[Opening Recorded data section]

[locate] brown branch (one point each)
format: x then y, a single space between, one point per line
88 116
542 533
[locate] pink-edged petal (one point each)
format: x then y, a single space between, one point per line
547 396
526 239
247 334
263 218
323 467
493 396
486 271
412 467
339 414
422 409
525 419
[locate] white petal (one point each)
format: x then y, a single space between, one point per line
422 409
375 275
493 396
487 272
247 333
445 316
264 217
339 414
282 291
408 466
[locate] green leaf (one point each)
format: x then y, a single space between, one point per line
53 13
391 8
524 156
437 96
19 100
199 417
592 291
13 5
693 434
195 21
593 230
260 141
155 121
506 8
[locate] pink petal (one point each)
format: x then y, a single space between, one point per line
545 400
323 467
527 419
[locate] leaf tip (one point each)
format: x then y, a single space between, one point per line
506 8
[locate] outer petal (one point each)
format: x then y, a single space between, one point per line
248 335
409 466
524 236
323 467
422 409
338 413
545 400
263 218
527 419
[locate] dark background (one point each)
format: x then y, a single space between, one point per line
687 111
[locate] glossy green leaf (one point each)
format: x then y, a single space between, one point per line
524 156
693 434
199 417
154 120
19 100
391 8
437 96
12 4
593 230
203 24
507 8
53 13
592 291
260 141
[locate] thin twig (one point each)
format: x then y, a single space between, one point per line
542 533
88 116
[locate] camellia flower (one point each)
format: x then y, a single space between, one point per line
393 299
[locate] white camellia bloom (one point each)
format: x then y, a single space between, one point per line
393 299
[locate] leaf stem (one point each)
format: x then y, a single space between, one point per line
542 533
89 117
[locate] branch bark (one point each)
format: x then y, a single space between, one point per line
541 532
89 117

[Closing Recorded data section]

The required result is a verbatim copy of all the entries.

[locate] brown branch (one point each)
format: x then y, a single space between, one point per line
88 116
542 533
[locate] pink-edged petal (one point each)
format: x then y, a single space between, one point per line
547 396
526 239
247 334
263 218
323 467
493 396
486 271
412 467
339 414
422 409
525 419
[locate] white petal (one point each)
format: x then y, a single space between, one point per line
422 409
375 275
493 396
487 272
247 333
445 316
264 217
339 414
282 291
408 466
[locate] green leaf (one point each)
format: x then y, a single space between, one point per line
53 13
391 8
524 156
437 96
19 100
199 417
592 291
13 5
693 434
195 21
593 230
260 141
155 121
506 8
[locate] pink petal (one point each)
format: x then y, a single space between, one point per line
545 400
323 467
527 419
[locate] leaf tip (one point each)
format: x then y, a single space between, one point per line
506 8
[locate] outer petal (one point each)
format: x then y, a single space between, one point per line
248 335
409 466
524 236
323 467
422 409
338 413
545 400
263 218
527 419
[locate] dark background (one point each)
format: x then y, a single space between, one point per line
687 111
[locate] glossy green leaf (one point each)
format: x then y, a single space between, one point per line
524 156
693 434
199 417
154 120
19 100
391 8
437 96
12 4
593 230
203 24
507 8
53 13
592 291
260 141
[locate] thin twig (one point each)
format: x then y, a single space between, one point per line
542 533
88 116
[locate] camellia flower (one point each)
format: x then y, a single space between, one point per line
393 299
[locate] white camellia bloom (one point each)
format: x then y, a single space between, one point per line
393 299
[locate] leaf stem (one point each)
format: x then y, a single space between, one point per line
542 533
89 117
[locate] branch bark (one point each)
format: x then y, a single space between, one point per line
541 532
89 117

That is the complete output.